Brief:
Everything from the line containing "the white window" through the last line of the data below is to be retyped exactly, apart from the pictures.
━━━━━ Records for the exercise ━━━━━
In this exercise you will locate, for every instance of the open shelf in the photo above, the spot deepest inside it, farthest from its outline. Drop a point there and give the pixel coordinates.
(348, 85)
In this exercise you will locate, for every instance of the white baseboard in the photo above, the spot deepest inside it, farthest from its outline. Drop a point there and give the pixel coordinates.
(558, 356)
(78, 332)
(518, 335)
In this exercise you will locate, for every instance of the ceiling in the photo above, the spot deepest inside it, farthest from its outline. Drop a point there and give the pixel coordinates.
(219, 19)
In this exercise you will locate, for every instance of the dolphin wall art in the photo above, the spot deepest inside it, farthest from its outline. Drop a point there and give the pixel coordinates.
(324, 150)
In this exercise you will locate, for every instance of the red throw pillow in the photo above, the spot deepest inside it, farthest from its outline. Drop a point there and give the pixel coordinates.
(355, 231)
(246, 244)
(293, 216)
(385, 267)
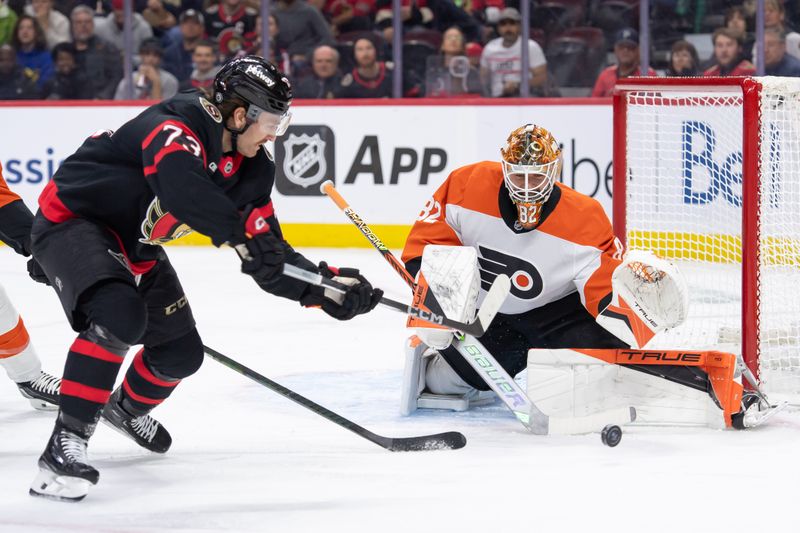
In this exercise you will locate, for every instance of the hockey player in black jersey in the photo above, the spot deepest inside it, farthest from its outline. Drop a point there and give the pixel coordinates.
(184, 164)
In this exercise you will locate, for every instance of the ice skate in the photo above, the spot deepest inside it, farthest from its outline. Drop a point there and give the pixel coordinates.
(145, 430)
(64, 472)
(42, 392)
(415, 393)
(756, 410)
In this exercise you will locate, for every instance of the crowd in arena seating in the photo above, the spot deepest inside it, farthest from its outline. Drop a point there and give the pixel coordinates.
(72, 49)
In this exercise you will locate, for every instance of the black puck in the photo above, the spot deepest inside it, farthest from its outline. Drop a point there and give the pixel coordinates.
(611, 435)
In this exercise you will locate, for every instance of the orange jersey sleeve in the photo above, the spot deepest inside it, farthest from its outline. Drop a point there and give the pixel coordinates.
(6, 195)
(473, 187)
(588, 225)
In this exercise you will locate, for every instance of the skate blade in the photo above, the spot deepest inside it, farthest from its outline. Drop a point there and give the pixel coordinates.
(758, 418)
(52, 486)
(41, 405)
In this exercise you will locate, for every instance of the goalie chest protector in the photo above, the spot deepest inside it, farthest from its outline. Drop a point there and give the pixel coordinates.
(572, 249)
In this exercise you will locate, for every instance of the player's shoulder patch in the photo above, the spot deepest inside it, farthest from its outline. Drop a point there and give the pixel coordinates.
(211, 109)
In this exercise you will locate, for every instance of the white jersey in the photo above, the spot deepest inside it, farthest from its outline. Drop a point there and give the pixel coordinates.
(573, 249)
(505, 64)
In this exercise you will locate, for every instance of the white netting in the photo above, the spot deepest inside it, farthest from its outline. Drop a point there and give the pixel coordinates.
(683, 201)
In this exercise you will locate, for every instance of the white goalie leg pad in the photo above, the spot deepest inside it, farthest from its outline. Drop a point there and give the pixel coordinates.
(452, 276)
(649, 295)
(23, 367)
(25, 364)
(565, 383)
(430, 383)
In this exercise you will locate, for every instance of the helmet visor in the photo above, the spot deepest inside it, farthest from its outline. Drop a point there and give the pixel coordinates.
(269, 123)
(531, 183)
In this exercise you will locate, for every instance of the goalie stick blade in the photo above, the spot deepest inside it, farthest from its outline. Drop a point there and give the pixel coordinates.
(451, 440)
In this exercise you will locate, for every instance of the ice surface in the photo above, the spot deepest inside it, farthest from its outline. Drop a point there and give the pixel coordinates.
(246, 459)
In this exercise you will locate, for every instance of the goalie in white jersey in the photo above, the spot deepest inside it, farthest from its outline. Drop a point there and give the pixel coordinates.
(571, 286)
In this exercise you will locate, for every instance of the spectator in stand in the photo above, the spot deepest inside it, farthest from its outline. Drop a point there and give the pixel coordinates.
(109, 28)
(728, 56)
(32, 50)
(683, 60)
(776, 61)
(99, 59)
(70, 82)
(178, 55)
(160, 19)
(415, 14)
(8, 21)
(486, 12)
(626, 51)
(446, 14)
(151, 82)
(450, 73)
(54, 24)
(231, 19)
(501, 61)
(370, 78)
(324, 79)
(278, 56)
(303, 28)
(16, 82)
(775, 17)
(474, 52)
(349, 15)
(205, 67)
(736, 21)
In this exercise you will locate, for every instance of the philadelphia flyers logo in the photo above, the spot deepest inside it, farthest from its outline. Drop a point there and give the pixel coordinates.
(526, 282)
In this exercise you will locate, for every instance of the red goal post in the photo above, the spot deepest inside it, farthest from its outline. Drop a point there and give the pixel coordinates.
(707, 174)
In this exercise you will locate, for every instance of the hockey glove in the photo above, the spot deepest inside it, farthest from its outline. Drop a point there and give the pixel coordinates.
(360, 296)
(36, 273)
(263, 254)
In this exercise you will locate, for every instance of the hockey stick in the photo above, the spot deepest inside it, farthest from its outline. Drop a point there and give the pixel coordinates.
(328, 188)
(477, 327)
(484, 363)
(523, 408)
(494, 297)
(451, 440)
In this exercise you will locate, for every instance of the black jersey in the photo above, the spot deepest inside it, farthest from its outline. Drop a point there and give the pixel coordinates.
(160, 176)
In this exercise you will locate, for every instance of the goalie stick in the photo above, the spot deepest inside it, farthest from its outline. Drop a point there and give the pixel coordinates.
(483, 362)
(451, 440)
(523, 408)
(494, 299)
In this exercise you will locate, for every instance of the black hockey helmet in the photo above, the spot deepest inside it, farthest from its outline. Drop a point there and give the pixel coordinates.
(256, 82)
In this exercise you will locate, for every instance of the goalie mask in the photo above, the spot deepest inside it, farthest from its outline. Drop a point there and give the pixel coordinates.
(531, 161)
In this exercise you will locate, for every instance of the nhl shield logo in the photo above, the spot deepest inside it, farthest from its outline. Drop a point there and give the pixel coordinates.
(304, 163)
(305, 157)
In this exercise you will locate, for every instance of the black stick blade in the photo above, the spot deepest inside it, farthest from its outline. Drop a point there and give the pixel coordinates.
(451, 440)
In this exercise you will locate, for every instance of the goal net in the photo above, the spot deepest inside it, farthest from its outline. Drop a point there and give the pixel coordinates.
(707, 174)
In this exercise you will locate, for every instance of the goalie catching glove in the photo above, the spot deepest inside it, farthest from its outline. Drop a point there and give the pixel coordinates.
(649, 295)
(360, 296)
(448, 283)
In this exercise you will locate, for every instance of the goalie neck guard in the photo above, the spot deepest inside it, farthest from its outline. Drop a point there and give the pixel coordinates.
(531, 161)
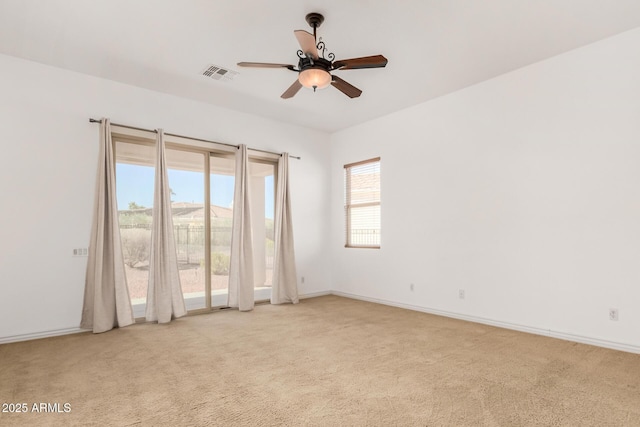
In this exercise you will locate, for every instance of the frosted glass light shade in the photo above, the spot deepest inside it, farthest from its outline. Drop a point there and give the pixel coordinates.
(314, 78)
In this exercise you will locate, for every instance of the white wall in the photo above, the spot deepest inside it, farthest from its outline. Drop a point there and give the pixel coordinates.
(523, 190)
(47, 177)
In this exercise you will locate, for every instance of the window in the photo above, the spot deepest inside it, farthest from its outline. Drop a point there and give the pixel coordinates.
(362, 204)
(202, 214)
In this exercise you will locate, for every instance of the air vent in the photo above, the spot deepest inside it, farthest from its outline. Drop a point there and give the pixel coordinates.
(217, 72)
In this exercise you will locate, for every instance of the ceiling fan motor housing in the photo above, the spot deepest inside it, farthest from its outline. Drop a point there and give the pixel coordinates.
(320, 63)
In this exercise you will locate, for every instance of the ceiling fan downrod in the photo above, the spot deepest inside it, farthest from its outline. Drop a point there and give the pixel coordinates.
(314, 19)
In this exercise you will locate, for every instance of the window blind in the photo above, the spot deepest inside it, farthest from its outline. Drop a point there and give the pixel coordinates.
(362, 204)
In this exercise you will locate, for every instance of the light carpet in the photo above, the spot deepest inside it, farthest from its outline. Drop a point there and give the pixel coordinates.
(328, 361)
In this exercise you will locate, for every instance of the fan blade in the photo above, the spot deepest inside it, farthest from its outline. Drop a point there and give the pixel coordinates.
(375, 61)
(265, 65)
(307, 43)
(293, 89)
(344, 87)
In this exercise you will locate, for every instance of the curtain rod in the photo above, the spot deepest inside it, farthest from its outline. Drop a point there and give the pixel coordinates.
(91, 120)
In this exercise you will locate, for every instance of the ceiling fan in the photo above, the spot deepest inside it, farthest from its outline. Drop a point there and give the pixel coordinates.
(315, 64)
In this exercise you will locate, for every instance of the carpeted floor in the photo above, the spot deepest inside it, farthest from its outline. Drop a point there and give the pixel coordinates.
(327, 361)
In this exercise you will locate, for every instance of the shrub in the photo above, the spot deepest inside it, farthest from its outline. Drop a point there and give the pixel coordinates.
(135, 245)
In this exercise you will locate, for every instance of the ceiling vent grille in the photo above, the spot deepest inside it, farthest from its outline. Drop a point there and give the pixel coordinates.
(217, 72)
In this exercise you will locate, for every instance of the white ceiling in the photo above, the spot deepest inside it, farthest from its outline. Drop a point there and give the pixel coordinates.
(434, 47)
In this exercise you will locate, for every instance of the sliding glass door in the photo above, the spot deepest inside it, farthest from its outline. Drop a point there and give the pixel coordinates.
(262, 173)
(221, 189)
(202, 190)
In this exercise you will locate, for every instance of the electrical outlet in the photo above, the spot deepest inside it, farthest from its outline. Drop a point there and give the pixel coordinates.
(80, 251)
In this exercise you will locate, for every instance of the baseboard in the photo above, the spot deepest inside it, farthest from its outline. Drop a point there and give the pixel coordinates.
(314, 294)
(38, 335)
(630, 348)
(58, 332)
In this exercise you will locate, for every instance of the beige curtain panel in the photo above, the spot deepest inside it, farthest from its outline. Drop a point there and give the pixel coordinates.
(164, 294)
(241, 275)
(106, 295)
(285, 277)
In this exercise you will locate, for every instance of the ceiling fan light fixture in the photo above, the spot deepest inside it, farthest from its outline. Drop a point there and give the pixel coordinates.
(316, 78)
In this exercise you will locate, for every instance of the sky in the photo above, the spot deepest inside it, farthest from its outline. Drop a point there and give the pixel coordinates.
(135, 184)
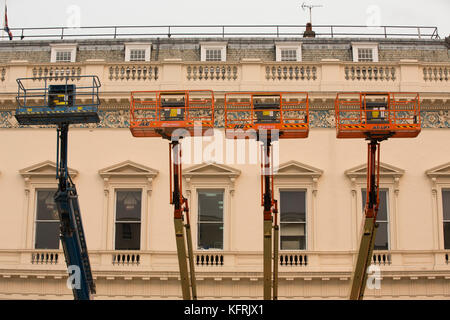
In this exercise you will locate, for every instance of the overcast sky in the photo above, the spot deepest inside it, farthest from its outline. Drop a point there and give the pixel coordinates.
(46, 13)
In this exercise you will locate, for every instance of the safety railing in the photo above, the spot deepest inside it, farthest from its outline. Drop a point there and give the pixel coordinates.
(360, 113)
(152, 112)
(286, 111)
(169, 31)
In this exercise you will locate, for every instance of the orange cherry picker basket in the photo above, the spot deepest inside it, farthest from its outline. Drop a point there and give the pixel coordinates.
(267, 117)
(383, 114)
(174, 115)
(246, 113)
(374, 116)
(160, 113)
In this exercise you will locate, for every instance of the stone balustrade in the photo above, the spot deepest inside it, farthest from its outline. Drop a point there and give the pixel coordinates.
(252, 75)
(331, 262)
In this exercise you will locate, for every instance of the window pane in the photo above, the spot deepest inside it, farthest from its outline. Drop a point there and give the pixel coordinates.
(210, 236)
(292, 206)
(47, 235)
(381, 239)
(128, 236)
(382, 209)
(289, 55)
(210, 205)
(292, 236)
(446, 235)
(128, 206)
(46, 206)
(213, 55)
(446, 204)
(365, 55)
(137, 55)
(63, 56)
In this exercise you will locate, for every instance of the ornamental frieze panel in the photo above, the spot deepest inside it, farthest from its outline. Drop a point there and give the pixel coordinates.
(318, 119)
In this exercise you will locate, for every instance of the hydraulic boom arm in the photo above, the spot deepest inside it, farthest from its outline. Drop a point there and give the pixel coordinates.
(180, 204)
(270, 222)
(370, 226)
(72, 234)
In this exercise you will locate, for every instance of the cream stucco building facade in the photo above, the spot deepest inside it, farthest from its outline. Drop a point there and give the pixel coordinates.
(109, 164)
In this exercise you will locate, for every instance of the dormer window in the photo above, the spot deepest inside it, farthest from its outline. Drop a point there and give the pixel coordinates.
(63, 53)
(213, 51)
(288, 51)
(137, 51)
(365, 52)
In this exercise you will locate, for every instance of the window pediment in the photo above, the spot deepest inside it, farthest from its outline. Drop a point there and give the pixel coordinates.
(128, 169)
(296, 169)
(386, 170)
(211, 170)
(45, 169)
(442, 171)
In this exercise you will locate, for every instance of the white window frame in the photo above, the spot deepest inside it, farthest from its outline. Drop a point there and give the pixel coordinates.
(36, 219)
(365, 45)
(388, 201)
(118, 189)
(211, 176)
(222, 46)
(447, 189)
(147, 46)
(66, 47)
(40, 176)
(198, 214)
(390, 181)
(280, 189)
(135, 177)
(296, 176)
(280, 46)
(440, 180)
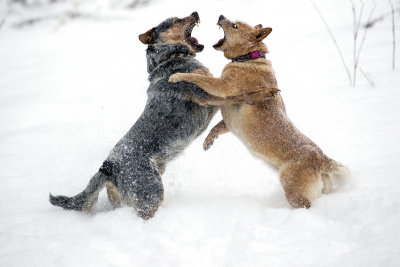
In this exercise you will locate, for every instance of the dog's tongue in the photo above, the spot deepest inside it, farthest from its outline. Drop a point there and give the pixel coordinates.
(194, 40)
(220, 42)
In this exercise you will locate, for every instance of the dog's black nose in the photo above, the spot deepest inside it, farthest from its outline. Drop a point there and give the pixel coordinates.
(196, 15)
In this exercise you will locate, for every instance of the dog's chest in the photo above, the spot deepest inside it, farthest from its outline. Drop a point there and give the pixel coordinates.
(234, 116)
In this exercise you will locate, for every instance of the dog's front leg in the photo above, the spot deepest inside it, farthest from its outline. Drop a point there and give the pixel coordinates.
(217, 130)
(214, 86)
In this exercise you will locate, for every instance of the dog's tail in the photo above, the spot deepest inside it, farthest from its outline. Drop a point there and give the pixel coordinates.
━━━━━
Response to this exercise:
In this exercise you will locate, for every instance of the white window frame in the photo above, the spot deepest inside it, farthest from its outline. Drop a point there and give the pixel coordinates.
(36, 219)
(365, 45)
(388, 201)
(118, 189)
(211, 176)
(222, 46)
(447, 189)
(147, 46)
(66, 47)
(40, 176)
(198, 214)
(390, 181)
(280, 189)
(135, 177)
(296, 176)
(280, 46)
(440, 180)
In this exercise you will locate, for every instance of the dog's tongue in the photo above, the spot deepest inside it, farthest from its outline. Drop a point there and give the pixel coordinates.
(194, 40)
(220, 42)
In this exercise you will locate, for every instance of the dog's black nose in the photo above, the spot deepest inside it, farthest from its outline. Drop a point there and give the pixel coordinates.
(196, 15)
In this exercise you will locate, for every instance of the dog's chest in the photo above, the spot deepest inside it, farthest from its outline. Drop a point there and give the pixel coordinates.
(234, 116)
In this exercise you will locate, for every instance of the dog's front leg in the photo above, the spot deepest inside it, farthest from its outline. Drop a point there and give the pixel coordinates.
(217, 130)
(214, 86)
In this exercise you will locate, for every instance of the dog's tail in the photo above, the spot deepest inside it, farthest from its outline. Drop a point there and give the pixel coordinates.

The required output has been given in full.